INPUT RECORDS:

..........

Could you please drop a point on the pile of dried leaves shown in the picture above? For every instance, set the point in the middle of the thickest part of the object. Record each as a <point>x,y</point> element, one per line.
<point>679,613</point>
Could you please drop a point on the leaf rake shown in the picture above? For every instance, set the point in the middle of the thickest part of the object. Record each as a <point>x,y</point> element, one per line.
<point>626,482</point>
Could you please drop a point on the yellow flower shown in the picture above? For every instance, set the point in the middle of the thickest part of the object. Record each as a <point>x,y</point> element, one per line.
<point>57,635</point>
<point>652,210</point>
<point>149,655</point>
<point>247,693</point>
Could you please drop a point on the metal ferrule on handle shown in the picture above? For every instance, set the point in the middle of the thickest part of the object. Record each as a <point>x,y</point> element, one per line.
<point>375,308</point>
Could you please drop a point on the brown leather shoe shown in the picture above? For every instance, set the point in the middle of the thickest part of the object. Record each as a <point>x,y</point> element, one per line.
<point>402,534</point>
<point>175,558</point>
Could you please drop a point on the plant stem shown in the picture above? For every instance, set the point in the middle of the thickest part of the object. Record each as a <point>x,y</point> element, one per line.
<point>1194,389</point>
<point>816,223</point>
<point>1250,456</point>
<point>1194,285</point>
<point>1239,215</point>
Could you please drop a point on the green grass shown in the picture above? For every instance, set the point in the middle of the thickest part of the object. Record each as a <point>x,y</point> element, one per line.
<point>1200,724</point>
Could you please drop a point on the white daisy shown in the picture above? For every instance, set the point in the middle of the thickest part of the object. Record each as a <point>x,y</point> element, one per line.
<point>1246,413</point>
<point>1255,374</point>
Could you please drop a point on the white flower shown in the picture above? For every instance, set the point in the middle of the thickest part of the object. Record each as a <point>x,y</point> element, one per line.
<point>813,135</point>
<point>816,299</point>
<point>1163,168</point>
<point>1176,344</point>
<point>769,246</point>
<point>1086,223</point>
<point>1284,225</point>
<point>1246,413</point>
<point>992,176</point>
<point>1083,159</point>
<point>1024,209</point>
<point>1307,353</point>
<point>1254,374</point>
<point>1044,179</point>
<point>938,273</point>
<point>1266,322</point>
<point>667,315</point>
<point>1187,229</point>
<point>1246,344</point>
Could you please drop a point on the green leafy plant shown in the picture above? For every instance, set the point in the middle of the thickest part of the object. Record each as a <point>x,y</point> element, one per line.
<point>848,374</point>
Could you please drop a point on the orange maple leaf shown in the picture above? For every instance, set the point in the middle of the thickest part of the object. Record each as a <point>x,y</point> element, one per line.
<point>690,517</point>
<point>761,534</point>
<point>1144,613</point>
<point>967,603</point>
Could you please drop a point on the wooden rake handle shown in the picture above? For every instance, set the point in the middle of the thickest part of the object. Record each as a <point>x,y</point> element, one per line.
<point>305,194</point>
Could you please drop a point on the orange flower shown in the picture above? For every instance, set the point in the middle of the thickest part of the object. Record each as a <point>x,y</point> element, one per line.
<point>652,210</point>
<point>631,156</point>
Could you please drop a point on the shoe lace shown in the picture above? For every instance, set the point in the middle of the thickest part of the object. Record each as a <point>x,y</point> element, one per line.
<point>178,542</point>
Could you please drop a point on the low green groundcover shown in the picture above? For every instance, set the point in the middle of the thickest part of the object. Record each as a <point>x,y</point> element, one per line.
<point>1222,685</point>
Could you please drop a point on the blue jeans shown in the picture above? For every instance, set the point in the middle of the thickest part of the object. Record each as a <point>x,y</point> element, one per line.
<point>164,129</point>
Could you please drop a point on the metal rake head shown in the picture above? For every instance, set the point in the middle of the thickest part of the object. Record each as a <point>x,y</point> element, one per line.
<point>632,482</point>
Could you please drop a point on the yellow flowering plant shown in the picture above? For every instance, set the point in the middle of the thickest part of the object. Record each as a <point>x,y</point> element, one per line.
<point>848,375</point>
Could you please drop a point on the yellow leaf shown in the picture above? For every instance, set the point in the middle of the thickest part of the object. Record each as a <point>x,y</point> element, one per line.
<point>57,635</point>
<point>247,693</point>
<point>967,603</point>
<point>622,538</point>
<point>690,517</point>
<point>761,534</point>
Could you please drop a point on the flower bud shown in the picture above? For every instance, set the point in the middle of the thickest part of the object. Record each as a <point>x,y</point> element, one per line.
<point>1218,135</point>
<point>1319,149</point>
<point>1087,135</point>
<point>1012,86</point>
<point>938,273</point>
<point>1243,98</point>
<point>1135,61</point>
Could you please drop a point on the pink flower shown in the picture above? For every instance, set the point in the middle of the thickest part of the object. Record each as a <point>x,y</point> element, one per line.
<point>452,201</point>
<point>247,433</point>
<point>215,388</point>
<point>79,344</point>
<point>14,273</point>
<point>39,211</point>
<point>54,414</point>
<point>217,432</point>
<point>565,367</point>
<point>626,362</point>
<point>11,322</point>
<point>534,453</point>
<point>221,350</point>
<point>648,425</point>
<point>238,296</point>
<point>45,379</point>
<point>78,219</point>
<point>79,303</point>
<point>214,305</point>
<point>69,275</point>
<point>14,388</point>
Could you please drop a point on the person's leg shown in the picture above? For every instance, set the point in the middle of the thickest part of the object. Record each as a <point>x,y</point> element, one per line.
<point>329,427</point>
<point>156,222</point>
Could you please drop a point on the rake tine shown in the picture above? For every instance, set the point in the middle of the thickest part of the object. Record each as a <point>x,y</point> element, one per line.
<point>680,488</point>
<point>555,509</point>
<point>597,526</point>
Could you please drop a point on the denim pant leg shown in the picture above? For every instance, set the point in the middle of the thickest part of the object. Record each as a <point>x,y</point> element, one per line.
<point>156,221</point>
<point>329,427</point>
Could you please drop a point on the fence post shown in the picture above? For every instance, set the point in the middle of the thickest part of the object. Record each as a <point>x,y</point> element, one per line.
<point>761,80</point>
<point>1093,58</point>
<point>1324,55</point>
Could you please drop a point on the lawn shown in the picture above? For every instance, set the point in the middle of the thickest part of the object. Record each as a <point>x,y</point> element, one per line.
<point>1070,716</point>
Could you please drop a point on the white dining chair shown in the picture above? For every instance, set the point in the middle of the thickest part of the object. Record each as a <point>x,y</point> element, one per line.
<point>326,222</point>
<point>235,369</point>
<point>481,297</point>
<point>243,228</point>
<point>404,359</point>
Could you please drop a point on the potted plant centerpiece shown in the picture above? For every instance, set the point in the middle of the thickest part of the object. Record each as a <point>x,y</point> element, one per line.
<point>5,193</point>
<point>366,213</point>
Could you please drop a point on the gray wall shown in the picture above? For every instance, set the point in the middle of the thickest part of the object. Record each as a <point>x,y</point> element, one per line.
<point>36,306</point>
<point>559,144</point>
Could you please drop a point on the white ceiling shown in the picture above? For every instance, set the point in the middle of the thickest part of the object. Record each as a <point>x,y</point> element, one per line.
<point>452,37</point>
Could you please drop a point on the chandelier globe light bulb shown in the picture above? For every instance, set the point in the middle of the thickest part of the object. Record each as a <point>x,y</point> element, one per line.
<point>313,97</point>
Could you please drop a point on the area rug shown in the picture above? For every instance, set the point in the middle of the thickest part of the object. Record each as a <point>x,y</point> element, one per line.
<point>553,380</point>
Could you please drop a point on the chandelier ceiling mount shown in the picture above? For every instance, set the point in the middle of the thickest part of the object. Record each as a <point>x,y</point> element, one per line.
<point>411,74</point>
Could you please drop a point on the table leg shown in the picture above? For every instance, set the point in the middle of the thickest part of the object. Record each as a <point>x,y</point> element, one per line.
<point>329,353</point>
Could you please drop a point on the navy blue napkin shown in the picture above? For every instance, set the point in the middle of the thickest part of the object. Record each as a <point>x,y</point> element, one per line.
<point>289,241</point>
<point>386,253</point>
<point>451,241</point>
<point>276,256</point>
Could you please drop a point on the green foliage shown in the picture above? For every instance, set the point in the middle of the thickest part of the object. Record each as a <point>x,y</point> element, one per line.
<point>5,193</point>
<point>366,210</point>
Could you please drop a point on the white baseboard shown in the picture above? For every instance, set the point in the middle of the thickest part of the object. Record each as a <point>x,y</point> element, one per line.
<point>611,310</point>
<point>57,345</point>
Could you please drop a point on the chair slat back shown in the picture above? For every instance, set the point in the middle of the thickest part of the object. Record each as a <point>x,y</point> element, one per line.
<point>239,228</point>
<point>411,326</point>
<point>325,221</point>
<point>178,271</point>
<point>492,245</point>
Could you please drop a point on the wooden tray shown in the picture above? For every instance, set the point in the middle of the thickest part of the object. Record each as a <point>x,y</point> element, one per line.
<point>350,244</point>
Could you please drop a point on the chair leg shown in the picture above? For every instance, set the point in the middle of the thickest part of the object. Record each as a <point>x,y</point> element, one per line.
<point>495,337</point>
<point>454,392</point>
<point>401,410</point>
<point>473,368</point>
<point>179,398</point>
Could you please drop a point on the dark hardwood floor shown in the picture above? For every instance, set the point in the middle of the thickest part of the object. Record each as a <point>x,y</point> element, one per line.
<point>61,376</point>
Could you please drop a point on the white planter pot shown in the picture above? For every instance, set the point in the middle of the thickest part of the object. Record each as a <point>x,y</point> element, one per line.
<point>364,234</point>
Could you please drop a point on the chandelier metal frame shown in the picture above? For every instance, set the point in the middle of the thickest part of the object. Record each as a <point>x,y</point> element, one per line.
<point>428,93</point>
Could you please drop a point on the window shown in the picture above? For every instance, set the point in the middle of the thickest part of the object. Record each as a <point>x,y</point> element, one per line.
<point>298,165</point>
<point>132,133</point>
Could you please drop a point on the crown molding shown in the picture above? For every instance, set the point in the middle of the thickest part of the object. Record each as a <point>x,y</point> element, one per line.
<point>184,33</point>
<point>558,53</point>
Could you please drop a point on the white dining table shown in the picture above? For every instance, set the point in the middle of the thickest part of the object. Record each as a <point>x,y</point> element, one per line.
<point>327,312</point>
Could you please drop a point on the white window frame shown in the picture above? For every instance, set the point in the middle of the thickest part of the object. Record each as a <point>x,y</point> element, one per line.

..........

PROMPT:
Retype the items from the line with "Could you please drop a point on the table" to the line with "<point>329,353</point>", both included, with no changes.

RESULT OF THE EXERCISE:
Could you please drop a point on the table leg shown in the picture above? For every instance, set the point in the middle of the thickest part of the object. Record each as a <point>x,y</point> element, one per line.
<point>329,353</point>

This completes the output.